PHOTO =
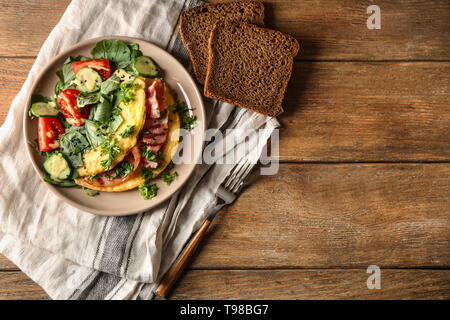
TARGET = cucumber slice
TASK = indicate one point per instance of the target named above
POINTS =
(88, 80)
(146, 67)
(124, 76)
(57, 167)
(44, 109)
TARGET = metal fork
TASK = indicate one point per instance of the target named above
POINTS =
(227, 193)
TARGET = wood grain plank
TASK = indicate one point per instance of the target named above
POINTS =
(343, 111)
(337, 30)
(332, 30)
(6, 264)
(312, 284)
(358, 111)
(277, 284)
(13, 73)
(17, 286)
(342, 215)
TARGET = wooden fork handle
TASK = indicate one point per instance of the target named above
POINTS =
(177, 268)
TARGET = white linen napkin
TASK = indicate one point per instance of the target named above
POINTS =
(72, 254)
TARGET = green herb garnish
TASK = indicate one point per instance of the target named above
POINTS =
(148, 154)
(122, 170)
(187, 119)
(90, 192)
(129, 130)
(110, 149)
(148, 191)
(146, 173)
(167, 177)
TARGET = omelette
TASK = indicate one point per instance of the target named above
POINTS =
(133, 114)
(111, 123)
(167, 151)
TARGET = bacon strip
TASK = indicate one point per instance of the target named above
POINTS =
(155, 99)
(154, 134)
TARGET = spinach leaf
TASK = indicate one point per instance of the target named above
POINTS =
(93, 134)
(110, 85)
(135, 52)
(66, 75)
(72, 144)
(114, 50)
(87, 98)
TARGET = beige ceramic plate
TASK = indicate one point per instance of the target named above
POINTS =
(129, 202)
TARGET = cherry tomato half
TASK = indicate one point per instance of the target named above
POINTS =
(67, 103)
(49, 130)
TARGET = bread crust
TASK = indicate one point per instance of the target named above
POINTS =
(212, 54)
(191, 13)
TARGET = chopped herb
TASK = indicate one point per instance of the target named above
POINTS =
(91, 193)
(129, 90)
(187, 119)
(170, 166)
(92, 177)
(122, 170)
(148, 154)
(167, 177)
(110, 149)
(146, 173)
(148, 191)
(129, 130)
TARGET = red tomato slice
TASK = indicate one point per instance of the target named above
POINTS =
(85, 112)
(67, 103)
(49, 130)
(100, 65)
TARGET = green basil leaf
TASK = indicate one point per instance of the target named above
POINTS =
(93, 134)
(87, 98)
(116, 51)
(115, 123)
(72, 144)
(110, 85)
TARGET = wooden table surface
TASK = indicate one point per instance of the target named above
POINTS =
(364, 177)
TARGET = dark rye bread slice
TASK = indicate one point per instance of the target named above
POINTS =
(249, 66)
(196, 25)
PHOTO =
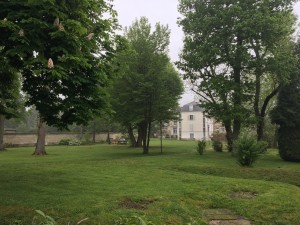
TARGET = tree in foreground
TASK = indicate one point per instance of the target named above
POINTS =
(229, 50)
(149, 87)
(287, 115)
(65, 49)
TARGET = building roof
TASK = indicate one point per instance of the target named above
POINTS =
(195, 107)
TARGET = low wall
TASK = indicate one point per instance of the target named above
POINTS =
(51, 139)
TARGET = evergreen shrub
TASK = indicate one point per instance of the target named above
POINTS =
(217, 145)
(249, 149)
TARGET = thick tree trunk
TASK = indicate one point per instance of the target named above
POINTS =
(229, 135)
(139, 142)
(41, 140)
(2, 146)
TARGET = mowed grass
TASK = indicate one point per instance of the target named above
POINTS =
(110, 184)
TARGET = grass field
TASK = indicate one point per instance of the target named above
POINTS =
(112, 184)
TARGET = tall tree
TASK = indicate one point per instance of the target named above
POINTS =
(228, 48)
(287, 115)
(148, 88)
(67, 45)
(10, 97)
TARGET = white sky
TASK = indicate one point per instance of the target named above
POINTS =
(165, 12)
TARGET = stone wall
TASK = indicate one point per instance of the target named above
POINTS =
(51, 139)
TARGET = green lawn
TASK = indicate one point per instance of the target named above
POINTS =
(111, 184)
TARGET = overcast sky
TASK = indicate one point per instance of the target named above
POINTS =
(165, 12)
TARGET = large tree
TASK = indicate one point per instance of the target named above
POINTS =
(149, 87)
(10, 81)
(287, 115)
(65, 50)
(228, 48)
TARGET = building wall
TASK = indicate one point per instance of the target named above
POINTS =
(192, 126)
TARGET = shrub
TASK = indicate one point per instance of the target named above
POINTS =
(201, 147)
(249, 149)
(217, 145)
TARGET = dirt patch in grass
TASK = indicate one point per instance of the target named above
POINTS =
(244, 194)
(140, 204)
(223, 217)
(289, 176)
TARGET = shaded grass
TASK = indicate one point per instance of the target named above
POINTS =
(110, 184)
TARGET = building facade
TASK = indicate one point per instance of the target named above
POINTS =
(193, 124)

--------------------------------

What is needed ▸
Begin with the line that contains "TARGET = building wall" and set down each line exactly until the records above end, including the final line.

The result ▸
TARGET = building wall
TASK = indicate one point per instance of the target named above
POINTS =
(192, 126)
TARGET = shrub
TASK = indicate one point per instance of the target named above
POINTS =
(201, 147)
(249, 149)
(217, 145)
TARGET = dirt patch in grass
TASK = indicate one point per instance of the target named above
POINTS =
(244, 194)
(140, 204)
(223, 217)
(289, 176)
TARGET = shaded grass
TASK = indicate one point per instance of the target named above
POINTS =
(110, 184)
TARGET = building facade
TASK = indicate one point per instance of the target named above
POINTS =
(193, 124)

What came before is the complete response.